» Exercise directions
Check each line below for the word "target". How many have it? Answer with the number only.

» Exercise inputs
○ ○ ○ ○ ○ ○ ○
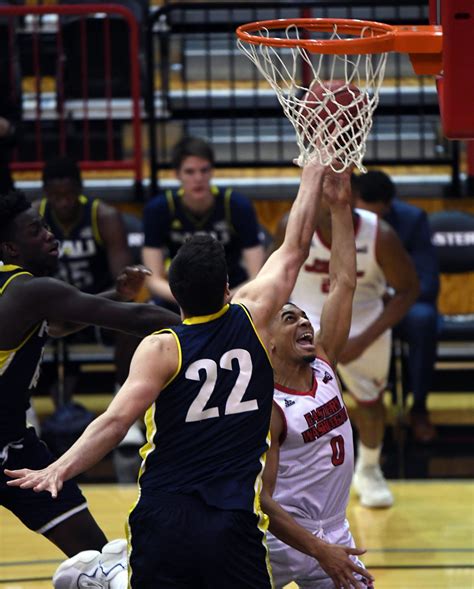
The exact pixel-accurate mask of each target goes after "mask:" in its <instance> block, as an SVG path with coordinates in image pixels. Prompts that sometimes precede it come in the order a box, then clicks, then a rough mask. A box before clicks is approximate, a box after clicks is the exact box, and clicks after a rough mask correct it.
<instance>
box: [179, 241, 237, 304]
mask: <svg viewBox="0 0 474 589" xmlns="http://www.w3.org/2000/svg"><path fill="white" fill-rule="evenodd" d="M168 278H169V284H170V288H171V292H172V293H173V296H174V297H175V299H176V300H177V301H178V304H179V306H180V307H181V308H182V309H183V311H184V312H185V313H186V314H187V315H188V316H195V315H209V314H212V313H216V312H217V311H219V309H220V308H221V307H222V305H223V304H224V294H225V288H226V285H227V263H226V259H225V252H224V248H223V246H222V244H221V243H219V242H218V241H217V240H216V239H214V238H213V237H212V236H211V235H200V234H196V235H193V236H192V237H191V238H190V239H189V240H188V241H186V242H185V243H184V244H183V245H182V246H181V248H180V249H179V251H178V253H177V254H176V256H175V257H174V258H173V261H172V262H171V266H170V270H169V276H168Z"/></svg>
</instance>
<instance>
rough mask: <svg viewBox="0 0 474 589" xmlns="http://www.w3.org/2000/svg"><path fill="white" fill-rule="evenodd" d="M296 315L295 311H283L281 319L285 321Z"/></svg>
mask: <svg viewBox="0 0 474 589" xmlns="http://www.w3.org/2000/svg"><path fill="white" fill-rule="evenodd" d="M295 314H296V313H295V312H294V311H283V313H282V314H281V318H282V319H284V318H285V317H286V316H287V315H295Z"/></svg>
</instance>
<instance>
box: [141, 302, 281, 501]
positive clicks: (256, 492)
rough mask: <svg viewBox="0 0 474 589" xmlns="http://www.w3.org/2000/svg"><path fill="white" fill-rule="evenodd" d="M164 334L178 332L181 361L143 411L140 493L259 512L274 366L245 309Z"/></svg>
○ ○ ○ ○ ○ ○ ○
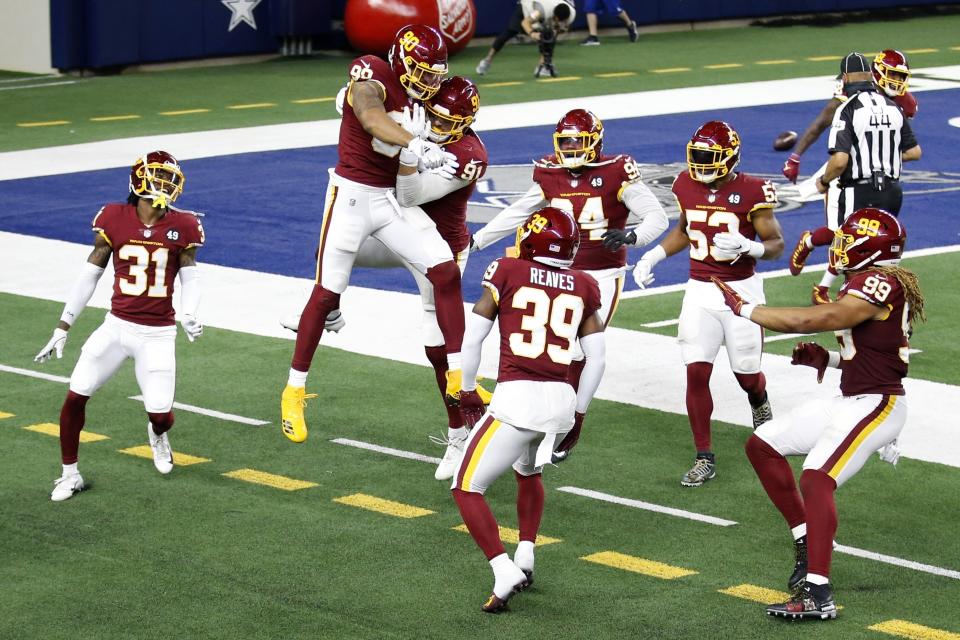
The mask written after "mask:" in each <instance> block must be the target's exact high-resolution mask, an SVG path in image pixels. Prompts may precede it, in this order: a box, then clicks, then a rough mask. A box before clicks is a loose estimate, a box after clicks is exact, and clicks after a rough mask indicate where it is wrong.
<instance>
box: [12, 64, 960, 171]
○ ○ ○ ○ ○ ○ ○
» Task answer
2